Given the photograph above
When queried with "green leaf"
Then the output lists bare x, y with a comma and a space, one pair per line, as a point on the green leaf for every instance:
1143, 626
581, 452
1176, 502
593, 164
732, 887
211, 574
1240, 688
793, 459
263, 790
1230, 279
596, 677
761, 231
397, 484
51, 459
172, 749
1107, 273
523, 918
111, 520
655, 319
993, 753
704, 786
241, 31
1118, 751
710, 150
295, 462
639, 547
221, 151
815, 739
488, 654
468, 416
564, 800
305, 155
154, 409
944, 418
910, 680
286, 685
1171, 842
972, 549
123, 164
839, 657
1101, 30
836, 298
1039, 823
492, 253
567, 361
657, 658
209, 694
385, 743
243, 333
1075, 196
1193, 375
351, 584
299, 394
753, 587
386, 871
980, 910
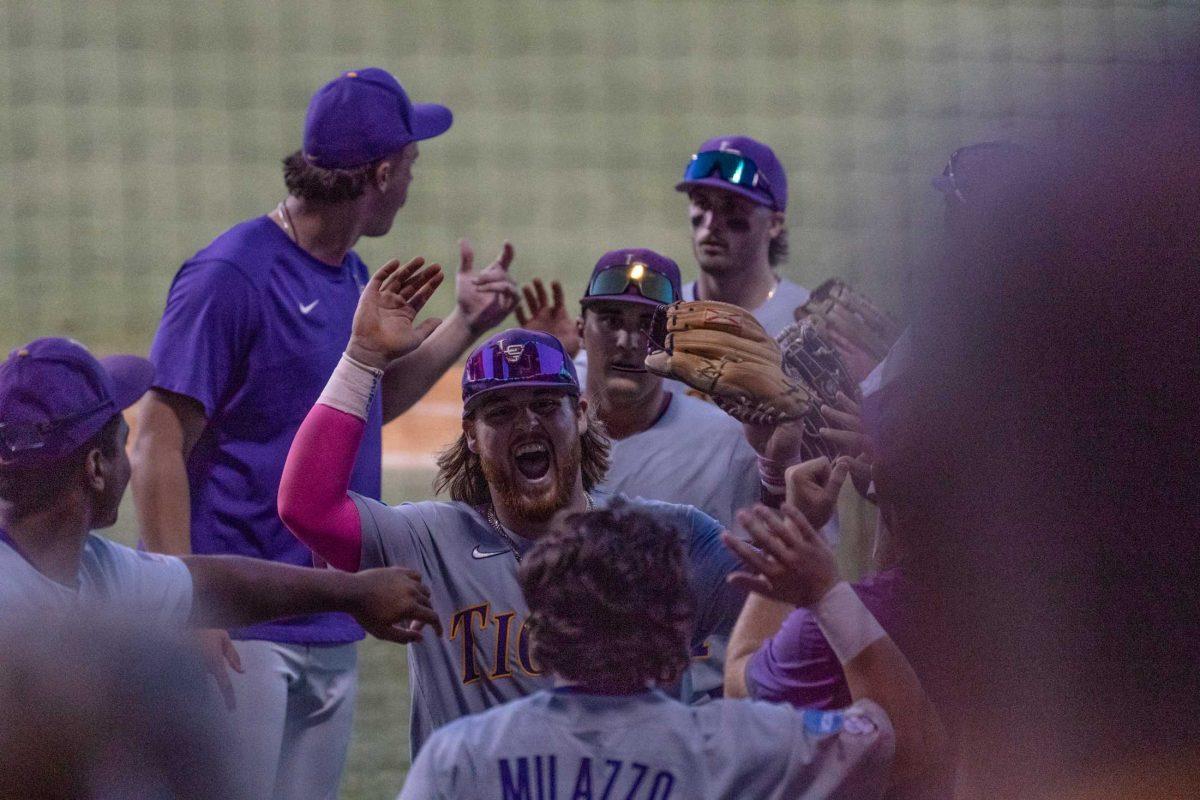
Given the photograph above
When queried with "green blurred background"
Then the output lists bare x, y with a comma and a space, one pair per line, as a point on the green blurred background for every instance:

= = = =

Exercise description
Starting with the first entry and ending with the last, reproduce the listing exactly, without its pictures.

Exercise result
Given the photograph above
When queried with "green leaf"
Then the output lists bare x, y with a comma and a space, one pair per line, as a point on the green leaf for every instance:
1143, 626
581, 452
1176, 502
593, 164
732, 887
211, 574
1240, 688
793, 459
263, 790
1230, 279
596, 677
761, 231
397, 484
51, 459
172, 749
1107, 273
523, 918
111, 520
655, 319
993, 753
704, 786
241, 31
1118, 751
710, 150
295, 462
639, 547
221, 151
815, 739
488, 654
468, 416
564, 800
305, 155
154, 409
944, 418
910, 680
286, 685
1171, 842
972, 549
123, 164
839, 657
1101, 30
836, 298
1039, 823
492, 253
567, 361
657, 658
209, 694
385, 743
243, 333
1075, 196
1193, 375
351, 584
299, 394
753, 587
386, 871
980, 910
Given the photograph above
When queried with "green blurred background"
Then the output lists bare x, y with a comma and a space, one pair per line, as a point on the green blurred background for every instance:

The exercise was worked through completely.